--- START Source data ---

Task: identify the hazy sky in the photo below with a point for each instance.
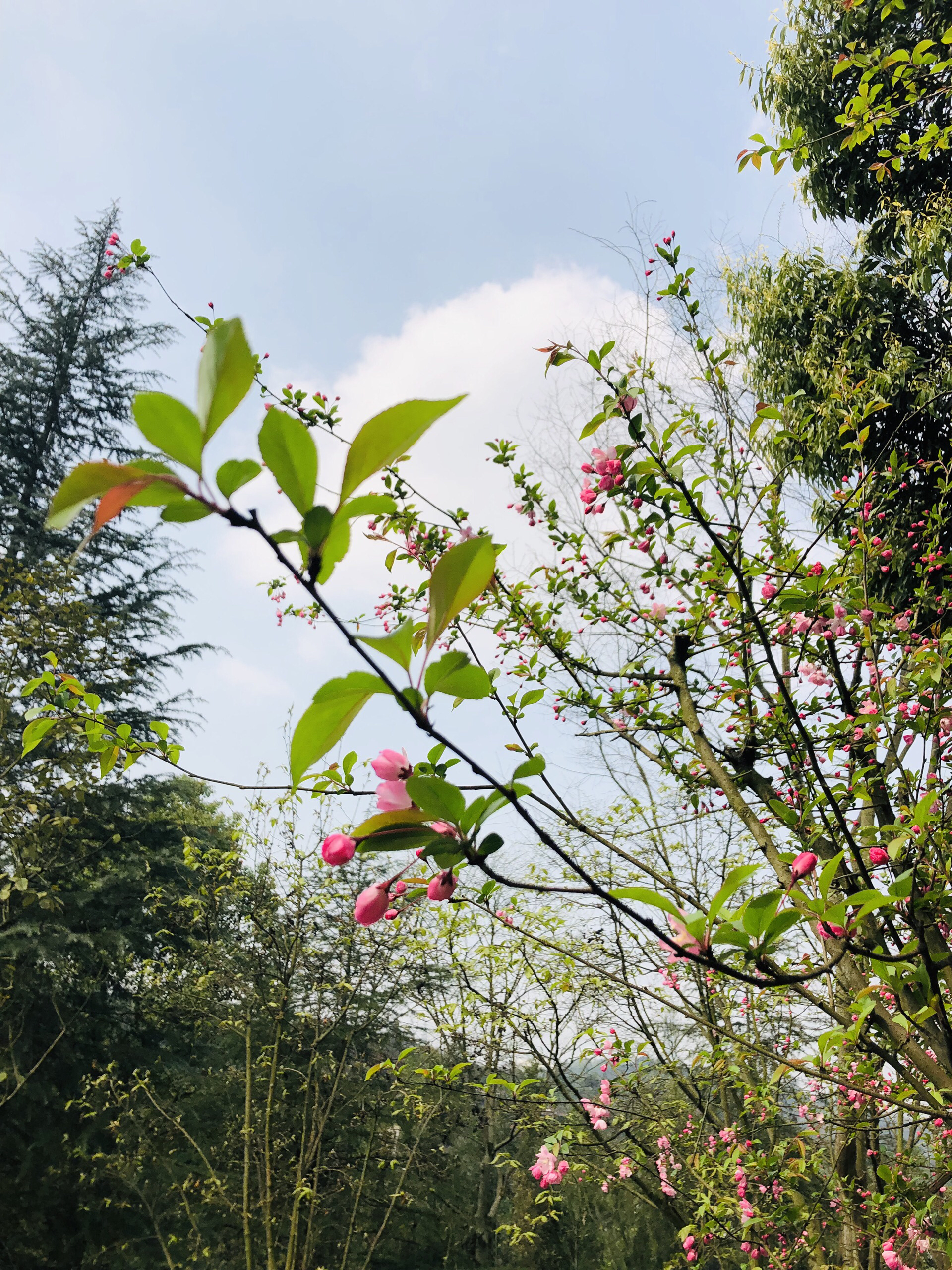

--- END Source data ---
--- START Source data ---

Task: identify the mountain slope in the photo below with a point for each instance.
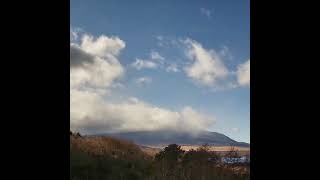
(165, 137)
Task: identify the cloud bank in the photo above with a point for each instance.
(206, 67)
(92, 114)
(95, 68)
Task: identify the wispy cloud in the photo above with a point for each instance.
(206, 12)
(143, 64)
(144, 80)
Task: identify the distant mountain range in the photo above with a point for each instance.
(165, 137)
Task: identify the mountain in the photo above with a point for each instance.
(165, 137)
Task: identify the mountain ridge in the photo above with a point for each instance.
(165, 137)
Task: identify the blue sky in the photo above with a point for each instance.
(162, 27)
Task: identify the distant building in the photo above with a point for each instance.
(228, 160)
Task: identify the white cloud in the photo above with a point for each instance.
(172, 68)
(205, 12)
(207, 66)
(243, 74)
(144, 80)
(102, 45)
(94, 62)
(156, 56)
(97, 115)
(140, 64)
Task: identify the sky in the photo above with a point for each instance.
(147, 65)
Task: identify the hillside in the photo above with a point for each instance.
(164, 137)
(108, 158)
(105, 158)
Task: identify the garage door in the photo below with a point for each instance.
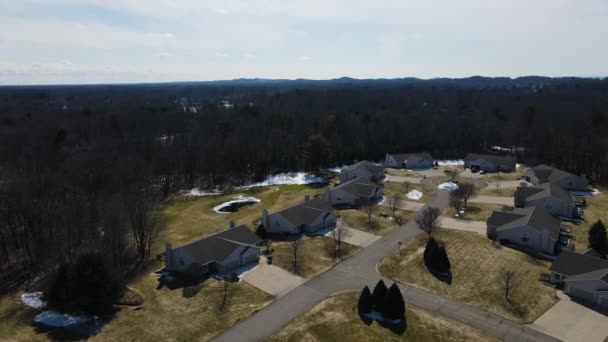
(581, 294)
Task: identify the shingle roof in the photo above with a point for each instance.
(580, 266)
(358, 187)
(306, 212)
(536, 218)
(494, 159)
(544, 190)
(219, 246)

--- END Source data ---

Set task
Return, unchanged, each line of the material above in which the word "mountain" appears.

Answer to the exercise
Task: identify the mountain slope in the photo below with a point for each instance.
Task: identify the distant mountain range in the photo above with a point for each instance.
Task: identify the mountain in the photo above with a point for each instance.
Task: identify the mountain ridge in the photo above with a point for each instance.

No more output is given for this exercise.